Filter the entries below, keeping only lines with the word "background".

*** Task inputs ***

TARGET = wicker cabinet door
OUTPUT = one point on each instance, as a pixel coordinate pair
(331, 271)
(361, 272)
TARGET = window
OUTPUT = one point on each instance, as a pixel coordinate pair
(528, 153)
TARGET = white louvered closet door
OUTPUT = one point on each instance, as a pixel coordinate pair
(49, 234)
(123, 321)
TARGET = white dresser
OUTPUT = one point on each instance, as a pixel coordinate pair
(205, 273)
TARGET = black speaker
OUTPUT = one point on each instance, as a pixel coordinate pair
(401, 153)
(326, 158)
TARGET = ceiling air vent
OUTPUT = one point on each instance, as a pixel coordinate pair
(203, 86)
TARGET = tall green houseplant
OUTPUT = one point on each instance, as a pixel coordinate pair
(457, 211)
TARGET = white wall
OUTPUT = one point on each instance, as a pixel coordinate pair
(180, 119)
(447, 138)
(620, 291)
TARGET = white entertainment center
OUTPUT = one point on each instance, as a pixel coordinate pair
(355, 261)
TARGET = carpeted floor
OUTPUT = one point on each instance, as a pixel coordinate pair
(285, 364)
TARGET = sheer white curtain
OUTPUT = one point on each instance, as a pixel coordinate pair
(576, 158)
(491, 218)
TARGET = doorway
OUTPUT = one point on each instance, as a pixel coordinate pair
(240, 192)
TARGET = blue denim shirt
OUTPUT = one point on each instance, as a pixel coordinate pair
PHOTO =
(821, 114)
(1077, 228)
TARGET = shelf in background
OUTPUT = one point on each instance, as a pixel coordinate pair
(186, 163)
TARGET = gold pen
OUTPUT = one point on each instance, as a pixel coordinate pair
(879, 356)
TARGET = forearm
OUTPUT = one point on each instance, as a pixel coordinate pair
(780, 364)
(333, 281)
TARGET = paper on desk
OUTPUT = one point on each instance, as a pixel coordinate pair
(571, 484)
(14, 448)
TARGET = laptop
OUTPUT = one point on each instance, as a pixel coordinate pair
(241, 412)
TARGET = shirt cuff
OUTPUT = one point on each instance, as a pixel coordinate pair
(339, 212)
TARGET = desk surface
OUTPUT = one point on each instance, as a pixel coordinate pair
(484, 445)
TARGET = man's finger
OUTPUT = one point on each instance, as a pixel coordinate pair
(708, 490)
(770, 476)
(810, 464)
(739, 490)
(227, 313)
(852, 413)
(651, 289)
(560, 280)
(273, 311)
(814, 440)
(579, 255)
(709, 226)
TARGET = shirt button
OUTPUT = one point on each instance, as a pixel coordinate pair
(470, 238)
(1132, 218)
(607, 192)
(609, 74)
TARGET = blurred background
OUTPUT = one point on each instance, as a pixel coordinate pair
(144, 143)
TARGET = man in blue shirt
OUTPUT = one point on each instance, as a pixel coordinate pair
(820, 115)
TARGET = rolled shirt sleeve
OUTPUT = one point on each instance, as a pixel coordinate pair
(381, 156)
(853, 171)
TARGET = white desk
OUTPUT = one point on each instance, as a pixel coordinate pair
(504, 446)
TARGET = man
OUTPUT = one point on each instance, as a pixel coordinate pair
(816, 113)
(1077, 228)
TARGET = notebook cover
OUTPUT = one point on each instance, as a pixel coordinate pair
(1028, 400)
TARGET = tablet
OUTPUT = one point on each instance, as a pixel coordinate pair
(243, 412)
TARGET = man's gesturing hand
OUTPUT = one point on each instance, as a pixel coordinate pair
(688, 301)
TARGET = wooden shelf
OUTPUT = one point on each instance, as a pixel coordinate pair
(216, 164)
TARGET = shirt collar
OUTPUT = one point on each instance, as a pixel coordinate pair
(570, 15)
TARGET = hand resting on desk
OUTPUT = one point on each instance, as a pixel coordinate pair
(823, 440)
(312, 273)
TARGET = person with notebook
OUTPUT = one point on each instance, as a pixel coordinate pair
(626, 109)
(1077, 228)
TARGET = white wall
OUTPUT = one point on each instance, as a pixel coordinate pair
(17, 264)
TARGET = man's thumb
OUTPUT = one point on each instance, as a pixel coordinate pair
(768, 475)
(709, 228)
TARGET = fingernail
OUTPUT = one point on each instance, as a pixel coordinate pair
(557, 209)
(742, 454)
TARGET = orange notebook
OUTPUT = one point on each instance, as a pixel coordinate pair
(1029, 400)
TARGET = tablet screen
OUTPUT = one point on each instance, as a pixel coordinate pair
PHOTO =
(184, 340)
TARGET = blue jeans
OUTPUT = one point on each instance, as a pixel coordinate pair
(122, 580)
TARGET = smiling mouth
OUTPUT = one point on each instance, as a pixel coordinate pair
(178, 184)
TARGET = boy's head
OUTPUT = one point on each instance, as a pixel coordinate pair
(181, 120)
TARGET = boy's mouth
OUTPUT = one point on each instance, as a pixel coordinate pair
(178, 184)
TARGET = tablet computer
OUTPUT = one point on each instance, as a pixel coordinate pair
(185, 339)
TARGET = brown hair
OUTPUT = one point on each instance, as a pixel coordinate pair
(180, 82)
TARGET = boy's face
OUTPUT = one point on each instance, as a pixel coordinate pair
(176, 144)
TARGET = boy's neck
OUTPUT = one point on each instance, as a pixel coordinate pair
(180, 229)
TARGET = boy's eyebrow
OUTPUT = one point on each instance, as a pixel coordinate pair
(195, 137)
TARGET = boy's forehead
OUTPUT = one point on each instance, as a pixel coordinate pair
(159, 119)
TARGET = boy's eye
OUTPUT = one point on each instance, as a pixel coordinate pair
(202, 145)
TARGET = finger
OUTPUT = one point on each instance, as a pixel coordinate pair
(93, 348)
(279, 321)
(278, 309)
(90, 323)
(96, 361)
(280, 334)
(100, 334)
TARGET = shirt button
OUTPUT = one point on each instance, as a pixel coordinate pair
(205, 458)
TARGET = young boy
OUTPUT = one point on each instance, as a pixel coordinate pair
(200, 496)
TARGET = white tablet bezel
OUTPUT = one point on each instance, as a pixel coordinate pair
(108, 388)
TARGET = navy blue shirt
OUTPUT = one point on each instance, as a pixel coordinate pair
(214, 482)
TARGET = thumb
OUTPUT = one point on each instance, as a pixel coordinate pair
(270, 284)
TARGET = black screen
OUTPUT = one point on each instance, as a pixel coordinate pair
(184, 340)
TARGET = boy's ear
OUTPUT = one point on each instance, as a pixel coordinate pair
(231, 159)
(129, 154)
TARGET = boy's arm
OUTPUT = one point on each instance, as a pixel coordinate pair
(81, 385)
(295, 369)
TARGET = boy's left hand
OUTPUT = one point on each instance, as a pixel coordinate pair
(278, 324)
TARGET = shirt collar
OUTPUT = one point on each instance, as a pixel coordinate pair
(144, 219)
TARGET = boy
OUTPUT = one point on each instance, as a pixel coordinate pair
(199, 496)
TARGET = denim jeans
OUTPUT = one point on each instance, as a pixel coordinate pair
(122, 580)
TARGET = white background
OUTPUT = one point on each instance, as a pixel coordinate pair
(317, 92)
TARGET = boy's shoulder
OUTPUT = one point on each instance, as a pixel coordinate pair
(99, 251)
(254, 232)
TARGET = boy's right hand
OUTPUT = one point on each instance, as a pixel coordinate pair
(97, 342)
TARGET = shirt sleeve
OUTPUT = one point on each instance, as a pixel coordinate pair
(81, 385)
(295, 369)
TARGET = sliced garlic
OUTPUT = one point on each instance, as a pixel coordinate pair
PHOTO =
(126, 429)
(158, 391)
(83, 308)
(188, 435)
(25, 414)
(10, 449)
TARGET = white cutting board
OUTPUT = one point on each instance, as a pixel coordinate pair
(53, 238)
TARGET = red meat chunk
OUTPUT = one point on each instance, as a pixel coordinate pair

*** End of Task inputs ***

### Written solution
TARGET = shelf in background
TARGET = blurred background
TARGET = white background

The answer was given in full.